* AIM OF THE EXERCISE *
Please reproduce the data exactly and omit the pictures.

Collection entries
※ ※ ※
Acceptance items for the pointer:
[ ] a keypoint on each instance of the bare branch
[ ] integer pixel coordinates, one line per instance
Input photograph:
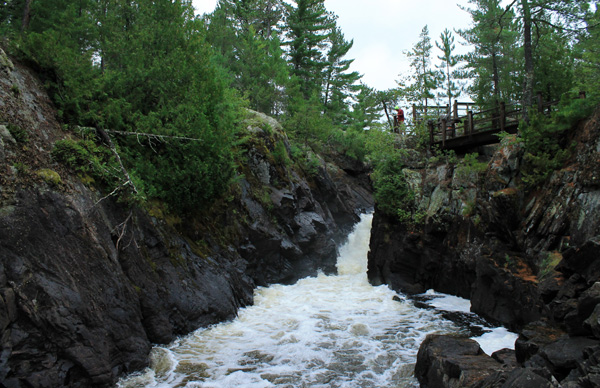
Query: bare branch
(150, 135)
※ ※ ※
* RESULT FOR THIS EXERCISE *
Acceptance items for the pointer:
[ ] a keypoint on each instance of the bare branch
[ ] integer pixel coordinates, one line per instance
Input photograph:
Query: bare branch
(150, 135)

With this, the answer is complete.